Right so, I just watched this:
I thought that, now, on International Women’s Day, there is no better time than now to share my thoughts on female inequality. However, I find it troubling that the focus tends to be on women, and women alone because, inequality affects all of us: all genders, all races, all sexual orientations. Everyone.
I recently joined Slimming World, and why? Quite frankly, I am not overly sure why, perhaps it was to be healthier, to look nicer in clothes or be able to rock my ‘new and improved’ summer body. I mean, let’s face it, the student diet is something to be desired, from pizza to 99p cheeseburgers and ready meals are a life-saver. Aside from the health benefits, all the other reasons are centred around my fear of what other people might think of me. In fact, it was after an encounter that made me scared to leave my room after dark for weeks.

- RECORDED INFORMATION:
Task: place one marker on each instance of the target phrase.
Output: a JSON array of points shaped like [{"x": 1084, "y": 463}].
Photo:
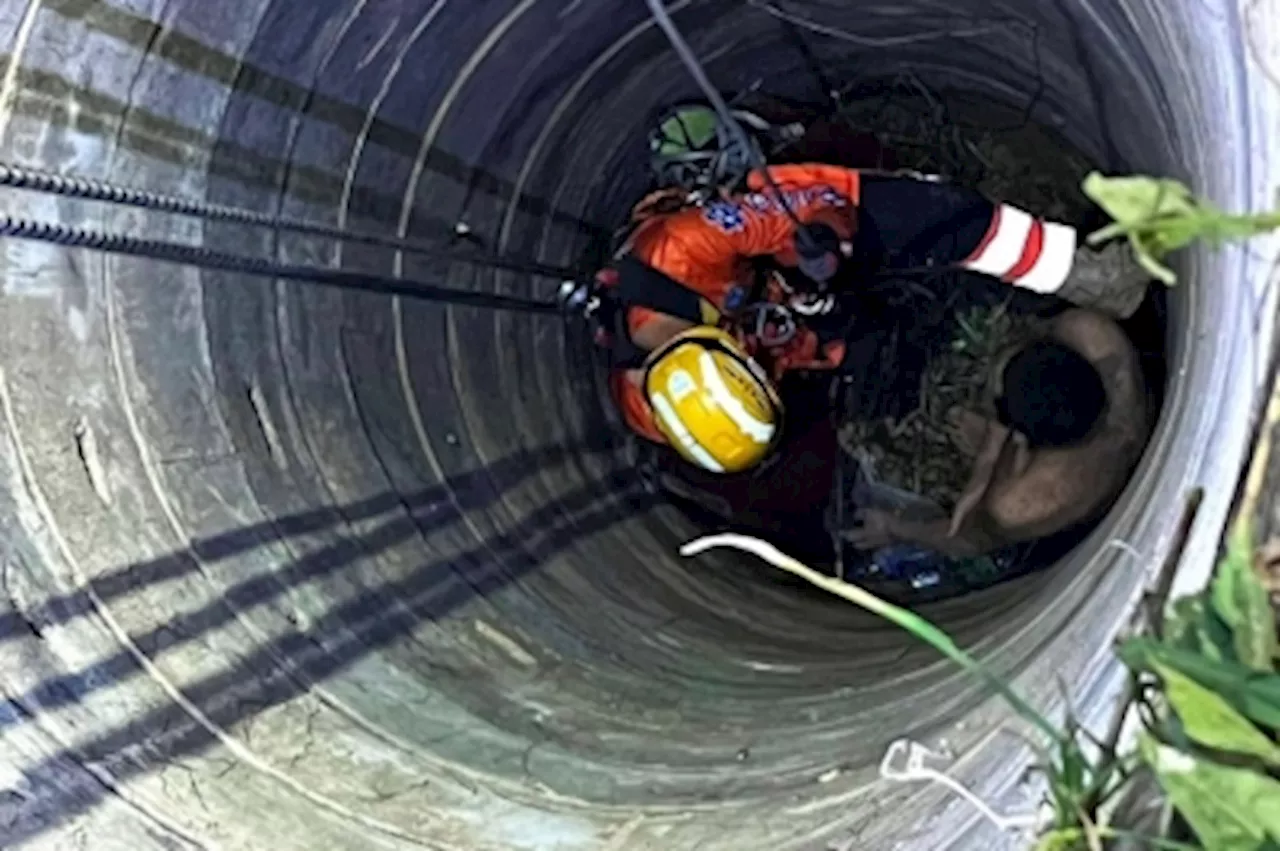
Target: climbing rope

- INSTRUCTION A:
Check each statement against the passage on inequality and answer yes or no, quoting the words of the passage that decide it: (i) The writer finds it troubling that the focus falls on women alone. (ii) The writer is certain of the reason for joining Slimming World. (iii) The writer calls ready meals a life-saver.
- INSTRUCTION B:
Copy the passage on inequality word for word from "I recently joined" to "dark for weeks.".

- REPLY A:
(i) Yes: "I find it troubling that the focus tends to be on women, and women alone"
(ii) No: "Quite frankly, I am not overly sure why"
(iii) Yes: "ready meals are a life-saver"

- REPLY B:
I recently joined Slimming World, and why? Quite frankly, I am not overly sure why, perhaps it was to be healthier, to look nicer in clothes or be able to rock my ‘new and improved’ summer body. I mean, let’s face it, the student diet is something to be desired, from pizza to 99p cheeseburgers and ready meals are a life-saver. Aside from the health benefits, all the other reasons are centred around my fear of what other people might think of me. In fact, it was after an encounter that made me scared to leave my room after dark for weeks.